▸ COSA SERVE:
Nel testo sul Common Reporting Standard, in quale anno è previsto il primo scambio di informazioni finanziarie per Panama?

Quando, invece, alla individuazione degli intermediari finanziari obbligati allo scambio automatico di informazioni, l’OCSE ha esteso l’ambito di applicazione non solo alle banche, ma anche ad altre istituzioni finanziarie come brokers, veicoli collettivi di investimento e alcune tipologie di compagnie assicurative.
In pratica, in linea generale, in base agli obblighi previsti dal Common Reporting Standard a carico degli istituti finanziari, questi sono tenuti:
- a identificare i soggetti residenti all’estero che richiedono l’apertura di un nuovo conto corrente o che erano già titolari di un conto corrente;
- comunicare alle Autorità fiscali i dati relativi ai soggetti non residenti i quali vengono da queste successivamente trasmessi alle Amministrazioni finanziarie dei Paesi di rispettiva residenza dei contribuenti.
4. Gli ex paradisi fiscali aderenti al Common Reporting Standard
Tra i Paesi storicamente considerati “paradisi fiscali”, che hanno attualmente aderito al Common Reporting Standard, troviamo ad esempio i seguenti:
– Anguilla, Bermuda, Isole Vergini Britanniche, Isole Cayman, Gibilterra, Jersey, Liechtenstein, Seychelles, che effettueranno il primo scambio di informazioni finanziarie già nel 2017;
– Andorra, Antigua e Barbuda, Aruba, Bahamas, Barbados, Belize, Hong Kong, Monaco, Panama, Qatar, Arabia Saudita, Singapore, Svizzera, Emirati Arabi Uniti, per i quali si prevede il primo scambio di informazioni finanziarie nell’anno 2018.
5. Scambio internazionale delle informazioni: il passaggio dai Paesi black list ai Paesi white list
Quanto ai Paesi black list considerati tali per la riluttanza rispetto allo scambio di informazioni con gli altri Stati, con la descritta implementazione dei meccanismi di trasparenza fiscale internazionale, ben pochi sono gli Stati che hanno rifiutato di collaborare con la restante comunità internazionale.

▸ DATI FORNITI:

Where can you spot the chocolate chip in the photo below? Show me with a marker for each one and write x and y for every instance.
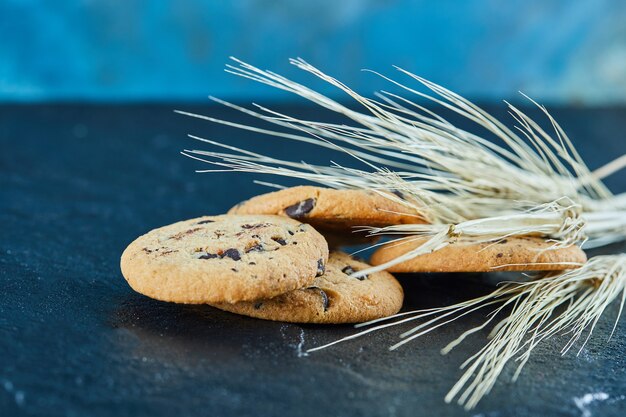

▸ RISPOSTA QUI SOTTO:
Per Panama il primo scambio di informazioni finanziarie è previsto nel 2018.